Énoncé A: Recopiez fidèlement le passage du texte sur l'expérience de pensée d'Einstein qui commence à « En 1907, Albert » et se termine à « admirable. Jugez plutôt. ».

Extrait proposé:
____
Empêcheur de rêver en rond

En 1907, Albert Einstein postule que gravité et accélération sont de même nature, ce qui le conduira bientôt à une conclusion bien étrange : la masse dévie la lumière.
 
Les conditions de l’expérience de pensée du grand Albert sont révélatrices. La scène se déroule à l’heure post-prandiale, autrement dit ce moment magique du début de l’après-midi où nos pensées flânent en toute autonomie. Bref, assis sur son tabouret du bureau des brevets, pourvu d’une pipe et d’un café, Einstein rêvait. Ne croyez pas sa pensée inaccessible, la simplicité est bien au contraire admirable. Jugez plutôt.
 
Albert Einstein se tourne vers deux savants du dix-septième siècle : Galileo Galilei pour sa loi sur la chute des corps dans le vide et Ole Rømer pour avoir observé que la vitesse de la lumière est finie. Ces deux faits connus depuis deux siècles lui suffisent. En exagérant, mais j’aime exagérer, Isaac Newton avait les moyens de construire la relativité générale. Sans exagérer, car il ne faut pas exagérer, Albert Einstein était un génie.
 
Dans un premier temps, Einstein postule qu’une vitesse de chute dans le vide identique pour tous les corps implique l’équivalence entre gravité et accélération. Notre savant se place virtuellement dans un ascenseur dont les câbles sont coupés. Tous les corps tombent à la même vitesse. Une valise ou une pipe lâchées resteront en suspension. C’est l’apesanteur. Maintenant, restons dans le vide et cette fois la cabine est tirée vers le haut avec une accélération équivalente à la gravité. Les expériences de physique conduites dans la cabine donneraient alors le même résultat que sur Terre, un savant ne verrait pas la différence. Albert Einstein postule l’équivalence entre gravité et accélération.
 
Puis Einstein se penche sur le fait que la vitesse de la lumière est finie. Toujours dans son ascenseur en mouvement accéléré vers le haut, il imagine un rayon lumineux pénétrant par un orifice percé dans la paroi. La cabine étant en tirée vers le haut et la vitesse de la lumière étant finie, le rayon lumineux mettra du temps pour atteindre la paroi opposée, temps pendant lequel la cabine continue son ascension : l’impact lumineux se trouvera en dessous du niveau d’entrée. Pour un observateur situé dans l’ascenseur le rayon lumineux apparaîtra courbée. Le rayon lumineux est dévié par l’accélération.
 
Einstein étend cette observation à la gravité en suivant le principe d’équivalence et il en conclut que toute masse dévie la lumière. Seules des masses suffisamment importantes comme peuvent l’être les objets célestes permettrait de détecter le phénomène. L’expérience de pensée est remarquable, tout comme le fut celle menée par Galilée lorsqu’il conclut que dans le vide – concept encore flou à l’époque - tous les corps tombent à la même vitesse. Les expériences de pensée posent un marqueur fort dans la distinction entre intelligence humaine et intelligence artificielle.
____
Enregistrements fournis:
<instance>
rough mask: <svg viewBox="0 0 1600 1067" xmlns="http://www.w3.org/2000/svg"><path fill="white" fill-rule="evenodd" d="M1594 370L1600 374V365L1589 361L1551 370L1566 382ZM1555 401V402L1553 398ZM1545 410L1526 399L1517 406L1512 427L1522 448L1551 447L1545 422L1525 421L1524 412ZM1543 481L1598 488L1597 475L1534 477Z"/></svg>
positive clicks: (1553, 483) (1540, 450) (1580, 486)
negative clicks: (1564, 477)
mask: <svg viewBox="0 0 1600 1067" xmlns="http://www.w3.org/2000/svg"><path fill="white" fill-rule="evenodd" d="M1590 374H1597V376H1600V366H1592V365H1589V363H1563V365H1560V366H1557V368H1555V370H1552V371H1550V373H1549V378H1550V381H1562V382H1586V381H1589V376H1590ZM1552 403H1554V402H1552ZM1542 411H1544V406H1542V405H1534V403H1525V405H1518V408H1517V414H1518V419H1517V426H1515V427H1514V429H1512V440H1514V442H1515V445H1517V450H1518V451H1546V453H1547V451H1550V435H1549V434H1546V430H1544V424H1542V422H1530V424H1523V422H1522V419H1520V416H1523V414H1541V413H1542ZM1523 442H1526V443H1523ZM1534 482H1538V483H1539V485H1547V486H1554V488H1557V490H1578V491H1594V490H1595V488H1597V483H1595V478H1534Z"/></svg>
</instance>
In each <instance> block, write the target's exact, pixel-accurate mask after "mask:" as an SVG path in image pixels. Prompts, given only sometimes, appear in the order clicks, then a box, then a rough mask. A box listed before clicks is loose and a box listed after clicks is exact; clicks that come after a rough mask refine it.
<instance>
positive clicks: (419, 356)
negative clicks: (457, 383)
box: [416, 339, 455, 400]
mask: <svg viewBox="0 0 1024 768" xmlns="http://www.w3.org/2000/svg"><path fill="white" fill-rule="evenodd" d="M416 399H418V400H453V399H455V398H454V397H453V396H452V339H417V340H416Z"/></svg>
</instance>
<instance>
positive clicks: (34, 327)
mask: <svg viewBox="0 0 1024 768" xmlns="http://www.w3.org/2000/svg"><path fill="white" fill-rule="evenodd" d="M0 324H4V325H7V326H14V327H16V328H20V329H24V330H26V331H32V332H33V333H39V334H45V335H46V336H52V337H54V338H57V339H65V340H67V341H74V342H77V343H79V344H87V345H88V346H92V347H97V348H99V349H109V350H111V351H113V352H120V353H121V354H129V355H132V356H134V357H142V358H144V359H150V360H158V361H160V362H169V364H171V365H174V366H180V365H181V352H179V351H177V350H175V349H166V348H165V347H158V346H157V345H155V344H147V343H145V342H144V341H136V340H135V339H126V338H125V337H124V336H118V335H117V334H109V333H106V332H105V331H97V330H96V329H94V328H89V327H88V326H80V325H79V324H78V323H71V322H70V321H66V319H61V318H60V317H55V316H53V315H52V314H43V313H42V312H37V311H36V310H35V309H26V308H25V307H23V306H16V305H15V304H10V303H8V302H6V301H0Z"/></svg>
____
Énoncé B: Relevez, dans les enregistrements ci-dessus, chaque ligne qui contient le mot « rough ». Tenez compte de la casse.

Corrigé détaillé A:
En 1907, Albert Einstein postule que gravité et accélération sont de même nature, ce qui le conduira bientôt à une conclusion bien étrange : la masse dévie la lumière.
 
Les conditions de l’expérience de pensée du grand Albert sont révélatrices. La scène se déroule à l’heure post-prandiale, autrement dit ce moment magique du début de l’après-midi où nos pensées flânent en toute autonomie. Bref, assis sur son tabouret du bureau des brevets, pourvu d’une pipe et d’un café, Einstein rêvait. Ne croyez pas sa pensée inaccessible, la simplicité est bien au contraire admirable. Jugez plutôt.

Corrigé détaillé B:
rough mask: <svg viewBox="0 0 1600 1067" xmlns="http://www.w3.org/2000/svg"><path fill="white" fill-rule="evenodd" d="M1594 370L1600 374V365L1589 361L1551 370L1566 382ZM1555 401V402L1553 398ZM1545 410L1526 399L1517 406L1512 427L1522 448L1551 447L1545 422L1525 421L1524 412ZM1543 481L1598 488L1597 475L1534 477Z"/></svg>
In each <instance> block, write the target's exact, pixel-accurate mask after "mask:" as an SVG path in image pixels. Prompts, given only sometimes, appear in the order clicks, then a box, then a rough mask. A box listed before clicks is loose and a box listed after clicks is exact; clicks that come after a rough mask refine it.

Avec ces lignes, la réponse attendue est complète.